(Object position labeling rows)
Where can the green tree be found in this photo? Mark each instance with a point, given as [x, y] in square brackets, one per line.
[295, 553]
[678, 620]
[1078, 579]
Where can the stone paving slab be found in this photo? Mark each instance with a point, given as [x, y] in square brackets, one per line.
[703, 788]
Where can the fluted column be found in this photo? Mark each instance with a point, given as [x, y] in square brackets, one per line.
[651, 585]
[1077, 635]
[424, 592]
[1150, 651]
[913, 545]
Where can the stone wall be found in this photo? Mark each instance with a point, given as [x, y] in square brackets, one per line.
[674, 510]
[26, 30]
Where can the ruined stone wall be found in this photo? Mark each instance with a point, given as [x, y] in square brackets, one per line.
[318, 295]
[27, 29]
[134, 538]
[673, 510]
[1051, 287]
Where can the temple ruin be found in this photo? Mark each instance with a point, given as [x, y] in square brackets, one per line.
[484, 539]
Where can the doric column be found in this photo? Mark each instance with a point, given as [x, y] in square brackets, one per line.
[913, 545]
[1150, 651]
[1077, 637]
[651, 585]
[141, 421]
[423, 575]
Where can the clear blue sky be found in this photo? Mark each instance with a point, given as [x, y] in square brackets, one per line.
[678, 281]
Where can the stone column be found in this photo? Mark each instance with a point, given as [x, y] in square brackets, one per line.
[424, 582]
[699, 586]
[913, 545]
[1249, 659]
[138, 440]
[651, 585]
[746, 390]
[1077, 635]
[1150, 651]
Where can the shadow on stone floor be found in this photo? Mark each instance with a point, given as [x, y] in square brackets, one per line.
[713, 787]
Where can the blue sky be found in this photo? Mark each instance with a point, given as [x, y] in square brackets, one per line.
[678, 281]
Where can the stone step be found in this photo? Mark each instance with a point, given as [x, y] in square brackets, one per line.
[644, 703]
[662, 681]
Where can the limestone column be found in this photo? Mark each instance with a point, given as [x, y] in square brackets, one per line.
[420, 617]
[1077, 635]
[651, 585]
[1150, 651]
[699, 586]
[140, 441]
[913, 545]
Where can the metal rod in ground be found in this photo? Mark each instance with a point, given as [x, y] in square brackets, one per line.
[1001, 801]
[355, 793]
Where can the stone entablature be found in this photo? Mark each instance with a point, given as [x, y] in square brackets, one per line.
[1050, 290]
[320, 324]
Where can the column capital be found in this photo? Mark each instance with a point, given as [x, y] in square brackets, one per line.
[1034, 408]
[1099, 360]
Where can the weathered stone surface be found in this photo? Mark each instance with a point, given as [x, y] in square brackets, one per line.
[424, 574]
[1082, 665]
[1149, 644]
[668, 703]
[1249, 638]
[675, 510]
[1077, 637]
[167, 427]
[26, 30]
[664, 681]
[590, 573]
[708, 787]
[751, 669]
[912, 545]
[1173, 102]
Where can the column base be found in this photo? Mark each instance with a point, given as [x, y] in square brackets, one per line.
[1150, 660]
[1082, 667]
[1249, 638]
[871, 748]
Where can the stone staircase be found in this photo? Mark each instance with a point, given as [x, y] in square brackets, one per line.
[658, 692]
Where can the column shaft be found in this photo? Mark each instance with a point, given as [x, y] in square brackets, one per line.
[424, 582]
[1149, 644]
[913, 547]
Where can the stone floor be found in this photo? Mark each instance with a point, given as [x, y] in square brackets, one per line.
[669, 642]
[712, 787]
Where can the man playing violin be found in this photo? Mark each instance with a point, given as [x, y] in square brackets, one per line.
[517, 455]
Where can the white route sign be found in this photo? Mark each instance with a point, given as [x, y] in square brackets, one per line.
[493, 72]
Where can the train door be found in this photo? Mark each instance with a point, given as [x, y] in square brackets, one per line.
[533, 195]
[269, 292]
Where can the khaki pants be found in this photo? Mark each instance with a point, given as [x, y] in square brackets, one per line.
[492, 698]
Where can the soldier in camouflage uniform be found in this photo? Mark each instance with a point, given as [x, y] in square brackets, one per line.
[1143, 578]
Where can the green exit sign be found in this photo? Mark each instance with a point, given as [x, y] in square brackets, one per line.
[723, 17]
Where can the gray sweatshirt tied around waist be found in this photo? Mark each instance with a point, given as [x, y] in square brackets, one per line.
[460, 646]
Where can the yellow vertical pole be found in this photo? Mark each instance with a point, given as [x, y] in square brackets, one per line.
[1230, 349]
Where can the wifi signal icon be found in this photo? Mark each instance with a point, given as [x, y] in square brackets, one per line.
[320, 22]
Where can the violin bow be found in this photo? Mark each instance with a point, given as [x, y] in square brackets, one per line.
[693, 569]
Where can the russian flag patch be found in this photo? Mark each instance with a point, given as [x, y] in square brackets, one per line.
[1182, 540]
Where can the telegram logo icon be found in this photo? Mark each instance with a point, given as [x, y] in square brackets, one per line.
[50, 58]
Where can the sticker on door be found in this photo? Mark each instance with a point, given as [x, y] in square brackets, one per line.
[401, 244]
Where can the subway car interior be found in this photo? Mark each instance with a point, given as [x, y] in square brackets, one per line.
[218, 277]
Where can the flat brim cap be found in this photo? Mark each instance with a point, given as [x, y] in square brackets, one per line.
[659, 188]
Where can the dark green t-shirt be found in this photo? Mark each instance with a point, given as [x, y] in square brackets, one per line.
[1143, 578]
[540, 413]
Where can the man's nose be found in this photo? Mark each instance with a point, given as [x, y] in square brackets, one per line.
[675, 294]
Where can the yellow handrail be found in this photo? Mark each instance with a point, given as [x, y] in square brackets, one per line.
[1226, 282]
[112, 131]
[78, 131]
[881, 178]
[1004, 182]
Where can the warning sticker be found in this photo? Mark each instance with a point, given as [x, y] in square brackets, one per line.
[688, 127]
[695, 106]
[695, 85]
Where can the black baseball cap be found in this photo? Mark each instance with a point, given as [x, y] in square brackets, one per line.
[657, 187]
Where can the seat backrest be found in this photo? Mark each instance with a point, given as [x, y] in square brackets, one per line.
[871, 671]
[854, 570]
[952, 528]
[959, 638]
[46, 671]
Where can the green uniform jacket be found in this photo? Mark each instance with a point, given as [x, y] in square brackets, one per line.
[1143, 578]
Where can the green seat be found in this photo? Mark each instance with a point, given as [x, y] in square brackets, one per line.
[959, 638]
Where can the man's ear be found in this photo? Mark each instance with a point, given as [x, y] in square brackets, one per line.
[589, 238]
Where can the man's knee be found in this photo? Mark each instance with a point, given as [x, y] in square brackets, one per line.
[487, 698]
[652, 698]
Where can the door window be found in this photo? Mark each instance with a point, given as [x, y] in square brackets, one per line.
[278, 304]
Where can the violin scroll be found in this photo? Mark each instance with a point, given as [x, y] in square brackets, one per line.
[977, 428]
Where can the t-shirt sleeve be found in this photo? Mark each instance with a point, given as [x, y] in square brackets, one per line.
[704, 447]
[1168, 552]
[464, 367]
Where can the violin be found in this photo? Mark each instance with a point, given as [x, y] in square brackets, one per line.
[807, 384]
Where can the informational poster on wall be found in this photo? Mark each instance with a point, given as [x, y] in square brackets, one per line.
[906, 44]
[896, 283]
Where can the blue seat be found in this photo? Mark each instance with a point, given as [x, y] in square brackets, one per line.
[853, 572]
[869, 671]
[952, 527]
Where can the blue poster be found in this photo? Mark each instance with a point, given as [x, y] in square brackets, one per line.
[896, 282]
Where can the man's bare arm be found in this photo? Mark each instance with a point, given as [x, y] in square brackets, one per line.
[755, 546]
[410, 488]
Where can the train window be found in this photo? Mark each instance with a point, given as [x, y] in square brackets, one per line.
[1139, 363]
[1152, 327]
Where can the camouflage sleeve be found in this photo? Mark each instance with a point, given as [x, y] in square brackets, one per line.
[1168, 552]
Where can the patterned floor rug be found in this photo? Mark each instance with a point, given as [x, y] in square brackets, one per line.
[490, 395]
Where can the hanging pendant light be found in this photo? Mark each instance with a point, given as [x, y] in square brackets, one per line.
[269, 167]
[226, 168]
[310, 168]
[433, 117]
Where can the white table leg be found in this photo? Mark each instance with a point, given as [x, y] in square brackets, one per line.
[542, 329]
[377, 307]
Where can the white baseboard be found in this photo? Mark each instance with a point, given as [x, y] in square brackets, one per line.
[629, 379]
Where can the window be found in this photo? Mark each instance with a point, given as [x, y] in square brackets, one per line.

Do this: Please transcribe the lines above without any changes, starting at the line that contains "Where can the blue sky" and ending at the line that contains "[1099, 360]", with both of those lines included.

Solution to the exercise:
Where can the blue sky be found in this photo? Mark each instance with a point, given as [x, y] in square brackets, one per line.
[678, 281]
Where can the stone step be found in this photo? Mark each instance with a point, given as [x, y] in square brackets, one per line.
[644, 703]
[662, 681]
Where can the limestone column be found in this photo? Mark each instance with a point, given as [x, y] in square brackets, one per line.
[420, 617]
[1077, 635]
[651, 585]
[1150, 651]
[699, 586]
[140, 441]
[913, 545]
Where can the metal rod in ground be found in this photo? Mark each instance with a point, given as [x, y] in square brackets, one per line.
[1001, 801]
[355, 793]
Where can the stone entablature be found in this photo? Mark each instance with a point, given as [x, y] in square brackets, one per line.
[1050, 290]
[320, 324]
Where can the column capital be found in this photo? Mark each instance with a point, given as [x, y] in square brackets, one per line.
[1034, 408]
[1099, 360]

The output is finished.